■ **What the exercise asks**
The records below need retyping in full; give them again exactly.
=-=-=-=-=
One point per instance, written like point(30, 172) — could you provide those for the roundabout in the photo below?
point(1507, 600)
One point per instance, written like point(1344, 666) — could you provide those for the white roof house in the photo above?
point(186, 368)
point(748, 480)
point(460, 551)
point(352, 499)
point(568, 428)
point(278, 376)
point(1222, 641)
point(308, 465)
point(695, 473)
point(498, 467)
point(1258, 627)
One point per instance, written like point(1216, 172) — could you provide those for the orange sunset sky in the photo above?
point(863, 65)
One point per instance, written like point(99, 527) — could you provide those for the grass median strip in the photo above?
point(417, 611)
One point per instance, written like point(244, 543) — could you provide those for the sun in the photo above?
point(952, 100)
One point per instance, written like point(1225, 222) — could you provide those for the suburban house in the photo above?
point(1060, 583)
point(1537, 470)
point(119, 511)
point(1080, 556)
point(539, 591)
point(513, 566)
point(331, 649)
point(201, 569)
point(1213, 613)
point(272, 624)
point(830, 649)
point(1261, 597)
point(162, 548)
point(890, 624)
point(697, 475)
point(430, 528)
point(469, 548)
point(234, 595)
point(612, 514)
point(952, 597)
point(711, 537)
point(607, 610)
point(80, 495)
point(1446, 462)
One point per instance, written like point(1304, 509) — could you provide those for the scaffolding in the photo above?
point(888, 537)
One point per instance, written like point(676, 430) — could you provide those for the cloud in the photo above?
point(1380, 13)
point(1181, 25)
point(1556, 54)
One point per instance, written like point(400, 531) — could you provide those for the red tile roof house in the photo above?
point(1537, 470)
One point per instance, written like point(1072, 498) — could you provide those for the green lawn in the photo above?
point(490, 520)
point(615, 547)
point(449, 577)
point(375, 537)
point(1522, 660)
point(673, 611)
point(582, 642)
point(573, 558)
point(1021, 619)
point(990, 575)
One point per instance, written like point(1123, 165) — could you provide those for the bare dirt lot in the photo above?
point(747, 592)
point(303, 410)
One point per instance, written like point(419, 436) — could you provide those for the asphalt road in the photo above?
=-=-=-=-=
■ **The completed task**
One point per instance, written like point(30, 172) — could you provide those for the roundabout in the photo below?
point(1507, 600)
One point per instance, written like point(1344, 666) — could you provide those for the white roof house in the photo above?
point(186, 368)
point(748, 480)
point(460, 551)
point(352, 499)
point(568, 428)
point(278, 376)
point(1222, 641)
point(308, 465)
point(695, 473)
point(498, 467)
point(1258, 627)
One point per instance, written like point(1216, 172) — could you provide those for the orange sunset sky in the photo above?
point(863, 65)
One point per instance, written like point(99, 527) — could you provide those for the grass median strip in the photo above?
point(417, 611)
One point per instance, written like point(244, 543) — could you provide those for the sun in the photo above?
point(952, 100)
One point per instance, written like point(1225, 222) — could you provide those for the suburban house in the photo above?
point(1060, 583)
point(1537, 470)
point(119, 511)
point(1080, 556)
point(539, 591)
point(513, 566)
point(331, 649)
point(201, 569)
point(1213, 613)
point(272, 624)
point(830, 649)
point(1261, 597)
point(162, 548)
point(890, 624)
point(697, 475)
point(430, 528)
point(469, 548)
point(234, 595)
point(612, 514)
point(952, 597)
point(711, 537)
point(607, 610)
point(80, 495)
point(1446, 462)
One point per instance, written like point(1304, 509) — could you provide those for the scaffolding in the photo above?
point(888, 537)
One point per instance, written like point(676, 430) — could you provide those for the cloud in the photo above?
point(1380, 13)
point(1181, 25)
point(1556, 54)
One point per instance, written like point(400, 531) — could you provide those for the red tile roof house in the photo above?
point(1537, 470)
One point per instance, written like point(1072, 498) — could you provide those for the green lawn in the photo above?
point(490, 520)
point(615, 547)
point(449, 577)
point(375, 537)
point(1522, 660)
point(673, 611)
point(582, 642)
point(573, 558)
point(1021, 619)
point(990, 575)
One point per instance, written like point(1123, 165) — could you provide those for the bare dirt lot in the photo above?
point(747, 592)
point(303, 410)
One point per instance, written like point(419, 436) — could you provide those for the asphalt road in the photo above?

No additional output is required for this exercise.